Data to process:
※ ※ ※
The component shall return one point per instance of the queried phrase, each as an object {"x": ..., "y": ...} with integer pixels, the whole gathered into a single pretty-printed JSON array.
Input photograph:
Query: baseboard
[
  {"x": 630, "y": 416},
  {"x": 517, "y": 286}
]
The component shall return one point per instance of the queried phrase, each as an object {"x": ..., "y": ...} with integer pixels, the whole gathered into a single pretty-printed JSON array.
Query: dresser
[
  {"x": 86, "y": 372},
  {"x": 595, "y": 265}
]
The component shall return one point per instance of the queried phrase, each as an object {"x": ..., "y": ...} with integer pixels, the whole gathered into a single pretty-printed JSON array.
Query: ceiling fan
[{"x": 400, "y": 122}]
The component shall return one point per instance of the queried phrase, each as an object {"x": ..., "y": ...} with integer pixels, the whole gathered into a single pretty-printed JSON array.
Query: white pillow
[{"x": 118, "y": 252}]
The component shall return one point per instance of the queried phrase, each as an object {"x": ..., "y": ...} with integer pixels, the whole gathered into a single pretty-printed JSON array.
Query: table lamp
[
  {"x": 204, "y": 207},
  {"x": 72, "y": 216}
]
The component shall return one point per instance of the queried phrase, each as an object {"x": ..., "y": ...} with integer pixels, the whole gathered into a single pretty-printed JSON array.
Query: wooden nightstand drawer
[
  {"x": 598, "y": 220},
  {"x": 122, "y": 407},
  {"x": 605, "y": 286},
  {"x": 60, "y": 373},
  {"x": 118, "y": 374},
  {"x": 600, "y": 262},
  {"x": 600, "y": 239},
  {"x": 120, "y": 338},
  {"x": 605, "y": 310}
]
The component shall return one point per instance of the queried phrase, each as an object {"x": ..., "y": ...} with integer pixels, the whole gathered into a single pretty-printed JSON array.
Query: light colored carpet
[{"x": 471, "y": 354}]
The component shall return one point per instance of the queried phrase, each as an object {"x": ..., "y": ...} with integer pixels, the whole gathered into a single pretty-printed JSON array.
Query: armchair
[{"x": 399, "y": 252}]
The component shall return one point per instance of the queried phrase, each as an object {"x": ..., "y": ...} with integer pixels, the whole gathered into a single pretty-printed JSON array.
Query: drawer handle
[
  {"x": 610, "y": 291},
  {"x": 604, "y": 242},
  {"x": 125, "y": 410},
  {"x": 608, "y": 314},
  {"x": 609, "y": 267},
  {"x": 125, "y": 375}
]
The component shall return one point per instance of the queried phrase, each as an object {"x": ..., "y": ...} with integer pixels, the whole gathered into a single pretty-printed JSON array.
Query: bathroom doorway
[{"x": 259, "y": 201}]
※ ※ ※
What you are asked to do:
Go through the listing and transcribe all of it exactly.

The answer:
The component shall return one point per instance of the queried phrase, each as an object {"x": ..., "y": ...} with integer pixels, the whole gathered into a single pretty-printed JSON array.
Input photograph:
Query: baseboard
[
  {"x": 630, "y": 416},
  {"x": 517, "y": 286}
]
The component shall return one point per instance of the queried phrase, each as an object {"x": ..., "y": ...} with integer pixels, the whole gathered into a single pretty-printed JSON array.
Query: dresser
[
  {"x": 86, "y": 372},
  {"x": 595, "y": 265}
]
The component shall return one point per instance of the queried phrase, each as an object {"x": ..., "y": ...} with integer pixels, the whole gathered into a single pretty-printed JSON array.
Query: ceiling fan
[{"x": 400, "y": 122}]
The component shall return one point per instance of the queried phrase, each as an object {"x": ..., "y": ...} with integer pixels, the whole gathered into a single pretty-printed JSON array.
Query: white pillow
[{"x": 118, "y": 252}]
The component shall return one point per instance of the queried phrase, each as an object {"x": ..., "y": ...} with integer pixels, the whole gathered into a single pretty-printed JSON array.
Query: table lamp
[
  {"x": 204, "y": 207},
  {"x": 72, "y": 216}
]
The component shall return one point per instance of the queried phrase, each as an object {"x": ..., "y": ...} with integer pixels, the whole gathered into a single pretty-printed JSON array.
Query: wooden nightstand drawer
[
  {"x": 598, "y": 220},
  {"x": 122, "y": 407},
  {"x": 605, "y": 286},
  {"x": 60, "y": 373},
  {"x": 118, "y": 374},
  {"x": 600, "y": 262},
  {"x": 600, "y": 239},
  {"x": 120, "y": 338},
  {"x": 605, "y": 310}
]
The component shall return one point per instance of the queried phrase, each as an object {"x": ..., "y": ...} with integer pixels, the whole gathered into a single pretty-printed JSON array.
Query: light colored carpet
[{"x": 471, "y": 354}]
The component shall return one point per instance of the queried phrase, each as an object {"x": ..., "y": ...} with integer pixels, the whole gathered into a single pretty-printed JSON array.
Query: armchair
[{"x": 399, "y": 252}]
The component shall return one point per instance of the queried phrase, each as an object {"x": ..., "y": ...} with integer pixels, the whole gathered into a single pretty-printed JSON array.
Query: drawer handle
[
  {"x": 610, "y": 291},
  {"x": 604, "y": 242},
  {"x": 125, "y": 410},
  {"x": 608, "y": 314},
  {"x": 609, "y": 267},
  {"x": 125, "y": 375}
]
The component shall return one point per instance of the queried phrase, each as an object {"x": ..., "y": ...} with integer pixels, the whole gathered into a single pretty-printed JSON array.
Query: bathroom doorway
[{"x": 259, "y": 201}]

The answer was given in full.